Passage shown:

Having and effectively using an online presence—website, social media, etc.—is a primary channel for connections between patients and providers.
Having and effectively using an online presence—website, social media, etc.—is a primary channel for connections between patients and providers. It is the principal means for the newly empowered healthcare consumer to find and act upon authoritative information.
Just for starters, actively using social media in healthcare includes these points of value:
- Establish patient (and prospective patient) connections
- Engage a targeted audience and grow relationships
- Speak to individuals with common healthcare interests and issues
- Assess, manage and extend professional reputation and/or promote your brand
- Provide a friendly, low-key environment for timely interaction
- Demonstrate advocacy, thought leadership and professional opinions
- Facilitate service and not selling
- Solicit ideas and exchange timely information
- Showcase community activities and professional achievements
- Provide awareness and education about specialty and experience
- Attract, recruit, retain and train professional colleagues
- Promote a healthy lifestyle, compliance and personal health management
- Reach reporters, journalists and bloggers
- Facilitates emergency/crisis/disaster communications
- Fundraising information, as appropriate, for non-profit and foundation purposes
- Reveal the personalized, “people side” of healthcare providers and staff
- Leverage and extend your online presence for greater involvement and visibility
- Use success stories to illustrate capabilities
Additionally, embracing social media could help doctors reduce workloads by moving some interactions that are currently done by phone or in the office to faster and more convenient social media platforms. (Tell us what you would add to this list in the comment section below.)
It’s no longer a matter of IF…it’s all about the HOW…
Physicians and hospitals are personally well acquainted with social media and the Internet as a professional resource. But within the provider, hospital and healthcare sectors, there is a significant opportunity to extend the uses and effectiveness of social media.
Some of the key considerations in harnessing social media tools include:
- Focus on the dominant and most familiar SM platforms. The big names are the popular sites…and that’s where you’ll find most of the people.
- Identify the tools most favored by your target audience. With rare exception, your social media plan will primarily consider and use only a few—but mightily important—sites. (See the item above.)
- Don’t begin more than you can consistently maintain. There is no initial cost for most social media sites (although most have an optional, paid advertising model). But there is an ongoing commitment to the time and attention to regularly update and refresh social media. A neglected social media presence can do more harm than good in the long run.
- Social media facilitates dialogue, not monologue. Incorporate active listening to hear the voice of the consumer and to understand what’s important to (and needed by) the audience.

Information provided:
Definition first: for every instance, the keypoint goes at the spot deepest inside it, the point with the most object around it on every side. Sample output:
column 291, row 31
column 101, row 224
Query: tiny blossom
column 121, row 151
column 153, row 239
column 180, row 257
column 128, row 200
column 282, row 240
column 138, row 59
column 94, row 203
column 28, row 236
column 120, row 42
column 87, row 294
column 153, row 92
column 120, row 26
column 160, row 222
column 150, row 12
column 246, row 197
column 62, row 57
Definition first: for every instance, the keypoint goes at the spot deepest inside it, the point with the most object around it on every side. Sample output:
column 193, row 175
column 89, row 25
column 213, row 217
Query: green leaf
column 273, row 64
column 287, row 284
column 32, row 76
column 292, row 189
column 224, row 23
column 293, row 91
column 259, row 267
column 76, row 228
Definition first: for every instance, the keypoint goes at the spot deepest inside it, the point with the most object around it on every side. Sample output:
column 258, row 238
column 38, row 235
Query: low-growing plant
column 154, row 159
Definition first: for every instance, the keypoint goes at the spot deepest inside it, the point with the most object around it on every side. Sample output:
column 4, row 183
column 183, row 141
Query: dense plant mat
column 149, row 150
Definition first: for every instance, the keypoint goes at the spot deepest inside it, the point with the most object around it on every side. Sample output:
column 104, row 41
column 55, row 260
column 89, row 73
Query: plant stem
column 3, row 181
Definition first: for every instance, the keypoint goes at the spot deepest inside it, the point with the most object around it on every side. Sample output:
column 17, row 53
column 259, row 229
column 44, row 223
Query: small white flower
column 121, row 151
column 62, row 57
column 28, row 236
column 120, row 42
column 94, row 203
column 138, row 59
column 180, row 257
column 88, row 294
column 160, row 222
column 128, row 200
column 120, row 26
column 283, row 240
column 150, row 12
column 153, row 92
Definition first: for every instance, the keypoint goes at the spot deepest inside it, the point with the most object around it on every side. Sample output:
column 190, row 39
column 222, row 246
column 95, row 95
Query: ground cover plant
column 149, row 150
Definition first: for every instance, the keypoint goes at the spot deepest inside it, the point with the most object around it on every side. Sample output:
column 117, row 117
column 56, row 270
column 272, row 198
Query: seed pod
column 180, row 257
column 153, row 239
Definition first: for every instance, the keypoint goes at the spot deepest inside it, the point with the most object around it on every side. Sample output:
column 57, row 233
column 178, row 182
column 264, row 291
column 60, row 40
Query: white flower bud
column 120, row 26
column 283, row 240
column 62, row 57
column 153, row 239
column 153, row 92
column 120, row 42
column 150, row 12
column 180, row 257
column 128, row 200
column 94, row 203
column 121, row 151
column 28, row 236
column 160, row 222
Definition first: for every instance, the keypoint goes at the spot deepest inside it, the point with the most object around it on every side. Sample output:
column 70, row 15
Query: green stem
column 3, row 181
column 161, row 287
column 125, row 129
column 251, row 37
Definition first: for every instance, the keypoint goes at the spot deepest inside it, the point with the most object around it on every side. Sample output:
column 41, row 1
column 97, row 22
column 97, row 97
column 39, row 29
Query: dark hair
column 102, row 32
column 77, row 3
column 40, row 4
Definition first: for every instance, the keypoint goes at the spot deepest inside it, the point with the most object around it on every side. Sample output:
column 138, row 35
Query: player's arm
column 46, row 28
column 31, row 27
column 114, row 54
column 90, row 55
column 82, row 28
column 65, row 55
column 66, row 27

About this task: Switch "target audience" to "intended audience" and reproduce the stretch of the social media in healthcare text from "Some of the" through "the long run.".

Answer box:
Some of the key considerations in harnessing social media tools include:
- Focus on the dominant and most familiar SM platforms. The big names are the popular sites…and that’s where you’ll find most of the people.
- Identify the tools most favored by your intended audience. With rare exception, your social media plan will primarily consider and use only a few—but mightily important—sites. (See the item above.)
- Don’t begin more than you can consistently maintain. There is no initial cost for most social media sites (although most have an optional, paid advertising model). But there is an ongoing commitment to the time and attention to regularly update and refresh social media. A neglected social media presence can do more harm than good in the long run.